(Set tasks)
a. According to the thread on rolling a Coopers stubby, what do Coopers reps teach bar staff to do?
b. From the thread on rolling a Coopers stubby, echo the passage from "I have to say" up to and including "## Bridges (23/4/14)".
c. Condense the paragraph of the thread on rolling a Coopers stubby that begins "But with this post" into a shorter version that keeps its main facts.

:: Quoted text

# Rolling a Coopers stubby?



## Trevandjo (23/4/14)

On the weekend I was speaking with a Canadian friend and he brought up how interesting it was that to serve Coopers beer correctly you need to roll the stubby gently to mix the sediment. 

This wasn't the first time I'd heard this from someone but it doesn't seem to make any sense to me as I've always thought that the sediment was fluctuated yeast. Have I got this wrong? Is there any benefit in mixing it?

Cheers,
Trev


----------



## Ducatiboy stu (23/4/14)

Do you have a beard...do you own a knitted woolen vest....


----------



## wide eyed and legless (23/4/14)

I'm a drinker not a thinker and to me when someone does that I think what a Westpac Banker, I just pour carefully into the glass and leave the sediment behind otherwise it just makes you fart


----------



## skb (23/4/14)

I have to say that for years and years my local bar did the same thing and always rolled the coopers before serving .. And several other bars a well.. Once I got into home brew I realised what strange way to serve the opposite of home brew, so thought it was Shit to roll the beer..

But with this post and some red wine under the belt I did a google "do you roll a coopers before serving". And bugger me Wikipedia say roll... So even safer I went to the coopers site and when you click on the beer eg "sparkling ale" it tells you to gently rock from side to side to stir the sediment!!! Www.coopers.com.au/#/our-beer/ales-stout/sparkling-ale/

The things I will do to procrastinate and avoid doing work... Back to the PC, maybe


----------



## Bridges (23/4/14)

Not just fart! Fart like a champion!!!


----------



## wide eyed and legless (23/4/14)

Bet it doesn't tell you how to light your farts


----------



## sp0rk (23/4/14)

From what I've heard it's just a marketing gimmick, someone posted here one time that Dr Tim prefers his unrolled


----------



## wide eyed and legless (23/4/14)

Bit like Havana cigars being rolled between the thighs of dusky latina's


----------



## yum beer (23/4/14)

Coopers sell barmats with a rolling guide on them.
Bar staff are taught by Coopers reps to roll Pale Ale and Sparkling Ale.
I can't drink Pale with the yeast....but can't drink Sparkling without it. It adds a massive fruit punch dose.
Pour half a bottle without the yeast and try it, then swirl the remainder of the bottle, pour into your glass and try again.

See which you prefer.


----------



## yum beer (23/4/14)

Some pubs in SA sell pre-rolled bottles so it can't get mucked up.


----------



## skb (23/4/14)

yum beer said:


> Coopers sell barmats with a rolling guide on them.
> Bar staff are taught by Coopers reps to roll Pale Ale and Sparkling Ale.
> I can't drink Pale with the yeast....but can't drink Sparkling without it. It adds a massive fruit punch dose.
> Pour half a bottle without the yeast and try it, then swirl the remainder of the bottle, pour into your glass and try again.
> ...


I will give that a go


----------



## manticle (23/4/14)

Trevandjo said:


> On the weekend I was speaking with a Canadian friend and he brought up how interesting it was that to serve Coopers beer correctly you need to roll the stubby gently to mix the sediment.

::::
:: Supplied information

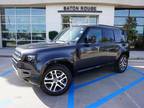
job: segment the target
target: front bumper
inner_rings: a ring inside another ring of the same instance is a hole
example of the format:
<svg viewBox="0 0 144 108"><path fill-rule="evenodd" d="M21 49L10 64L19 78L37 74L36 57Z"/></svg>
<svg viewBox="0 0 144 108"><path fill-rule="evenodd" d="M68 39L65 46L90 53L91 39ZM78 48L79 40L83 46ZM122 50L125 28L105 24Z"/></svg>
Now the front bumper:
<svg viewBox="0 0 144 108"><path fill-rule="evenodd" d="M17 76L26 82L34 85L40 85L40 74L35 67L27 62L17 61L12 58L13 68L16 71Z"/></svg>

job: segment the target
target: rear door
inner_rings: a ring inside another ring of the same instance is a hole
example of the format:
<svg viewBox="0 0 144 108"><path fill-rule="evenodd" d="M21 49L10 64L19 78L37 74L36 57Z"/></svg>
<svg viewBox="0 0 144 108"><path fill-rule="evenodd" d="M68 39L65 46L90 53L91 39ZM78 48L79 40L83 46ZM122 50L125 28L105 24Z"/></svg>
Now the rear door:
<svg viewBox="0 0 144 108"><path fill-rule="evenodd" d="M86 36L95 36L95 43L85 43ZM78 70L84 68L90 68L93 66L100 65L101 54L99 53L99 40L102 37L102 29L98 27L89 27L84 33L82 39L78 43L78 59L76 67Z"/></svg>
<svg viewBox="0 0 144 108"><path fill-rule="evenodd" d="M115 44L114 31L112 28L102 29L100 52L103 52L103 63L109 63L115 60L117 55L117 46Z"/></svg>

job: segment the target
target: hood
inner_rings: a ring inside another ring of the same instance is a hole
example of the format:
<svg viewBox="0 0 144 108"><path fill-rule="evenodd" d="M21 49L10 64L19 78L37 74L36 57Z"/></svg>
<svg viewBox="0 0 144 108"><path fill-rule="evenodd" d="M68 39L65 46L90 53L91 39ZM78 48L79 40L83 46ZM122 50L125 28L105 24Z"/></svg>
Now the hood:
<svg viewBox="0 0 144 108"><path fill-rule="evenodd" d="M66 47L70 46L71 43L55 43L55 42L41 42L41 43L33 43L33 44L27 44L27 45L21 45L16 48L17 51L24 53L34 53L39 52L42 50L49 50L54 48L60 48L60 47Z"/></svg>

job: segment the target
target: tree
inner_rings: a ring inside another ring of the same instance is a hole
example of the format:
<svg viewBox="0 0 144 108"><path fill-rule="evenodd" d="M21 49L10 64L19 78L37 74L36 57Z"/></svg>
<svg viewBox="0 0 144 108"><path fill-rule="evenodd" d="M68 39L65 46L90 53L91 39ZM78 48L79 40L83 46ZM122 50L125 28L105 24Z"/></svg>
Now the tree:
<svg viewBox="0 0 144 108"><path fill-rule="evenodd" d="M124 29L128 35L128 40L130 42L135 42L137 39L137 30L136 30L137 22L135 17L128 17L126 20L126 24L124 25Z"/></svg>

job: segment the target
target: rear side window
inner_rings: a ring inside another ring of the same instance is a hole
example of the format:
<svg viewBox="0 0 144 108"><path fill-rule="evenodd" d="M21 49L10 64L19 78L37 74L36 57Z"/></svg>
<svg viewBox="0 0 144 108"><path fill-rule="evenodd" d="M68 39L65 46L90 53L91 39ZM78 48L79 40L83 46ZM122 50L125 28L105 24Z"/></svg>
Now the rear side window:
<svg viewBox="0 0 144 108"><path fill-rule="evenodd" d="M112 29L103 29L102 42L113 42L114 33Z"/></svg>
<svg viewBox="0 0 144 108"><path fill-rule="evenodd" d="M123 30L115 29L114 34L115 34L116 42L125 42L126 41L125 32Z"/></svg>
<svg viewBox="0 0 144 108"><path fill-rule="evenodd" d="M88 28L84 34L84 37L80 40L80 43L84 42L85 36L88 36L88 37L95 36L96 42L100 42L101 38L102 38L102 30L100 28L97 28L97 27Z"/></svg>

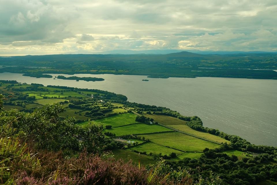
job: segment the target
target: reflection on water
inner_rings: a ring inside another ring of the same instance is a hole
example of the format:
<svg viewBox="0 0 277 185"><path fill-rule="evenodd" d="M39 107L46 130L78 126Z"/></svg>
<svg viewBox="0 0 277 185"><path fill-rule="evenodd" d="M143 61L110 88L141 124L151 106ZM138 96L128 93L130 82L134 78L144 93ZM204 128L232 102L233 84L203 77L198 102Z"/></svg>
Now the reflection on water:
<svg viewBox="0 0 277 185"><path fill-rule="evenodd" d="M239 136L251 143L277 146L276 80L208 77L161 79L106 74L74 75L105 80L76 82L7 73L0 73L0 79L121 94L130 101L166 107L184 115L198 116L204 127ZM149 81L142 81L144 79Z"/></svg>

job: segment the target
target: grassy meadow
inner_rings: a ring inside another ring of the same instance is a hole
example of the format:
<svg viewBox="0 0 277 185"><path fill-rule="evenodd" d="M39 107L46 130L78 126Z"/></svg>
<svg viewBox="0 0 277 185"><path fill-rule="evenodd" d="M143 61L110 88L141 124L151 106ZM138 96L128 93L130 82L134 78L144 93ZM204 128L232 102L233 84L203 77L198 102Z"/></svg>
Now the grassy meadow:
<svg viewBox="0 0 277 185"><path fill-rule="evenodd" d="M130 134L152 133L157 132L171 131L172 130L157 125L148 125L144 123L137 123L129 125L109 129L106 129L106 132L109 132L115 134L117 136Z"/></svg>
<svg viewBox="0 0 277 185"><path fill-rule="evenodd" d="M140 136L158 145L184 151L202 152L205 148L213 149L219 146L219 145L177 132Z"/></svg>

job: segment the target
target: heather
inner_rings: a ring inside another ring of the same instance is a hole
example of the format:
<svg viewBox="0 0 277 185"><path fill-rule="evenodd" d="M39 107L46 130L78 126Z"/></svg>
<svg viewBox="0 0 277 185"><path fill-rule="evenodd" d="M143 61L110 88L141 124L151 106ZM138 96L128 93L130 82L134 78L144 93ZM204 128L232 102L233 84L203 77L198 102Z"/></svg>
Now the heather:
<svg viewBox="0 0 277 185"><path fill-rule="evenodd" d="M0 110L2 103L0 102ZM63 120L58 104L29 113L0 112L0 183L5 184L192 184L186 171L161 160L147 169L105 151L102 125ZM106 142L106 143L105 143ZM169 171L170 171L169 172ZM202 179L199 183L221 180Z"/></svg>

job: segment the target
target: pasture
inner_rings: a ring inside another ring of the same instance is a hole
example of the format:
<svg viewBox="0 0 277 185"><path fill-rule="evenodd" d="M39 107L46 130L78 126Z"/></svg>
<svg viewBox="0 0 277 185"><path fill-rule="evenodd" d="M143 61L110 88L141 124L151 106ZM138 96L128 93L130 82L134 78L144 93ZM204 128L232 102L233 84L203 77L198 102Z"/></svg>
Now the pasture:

::::

(Results of the tasks)
a. They teach bar staff to roll Pale Ale and Sparkling Ale.

b.
I have to say that for years and years my local bar did the same thing and always rolled the coopers before serving .. And several other bars a well.. Once I got into home brew I realised what strange way to serve the opposite of home brew, so thought it was Shit to roll the beer..

But with this post and some red wine under the belt I did a google "do you roll a coopers before serving". And bugger me Wikipedia say roll... So even safer I went to the coopers site and when you click on the beer eg "sparkling ale" it tells you to gently rock from side to side to stir the sediment!!! Www.coopers.com.au/#/our-beer/ales-stout/sparkling-ale/

The things I will do to procrastinate and avoid doing work... Back to the PC, maybe


----------



## Bridges (23/4/14)

c. After some red wine, the poster searched Google for whether to roll a Coopers before serving and found that Wikipedia says to roll it. On the Coopers website, the page for a beer such as Sparkling Ale says to gently rock the bottle from side to side to stir the sediment.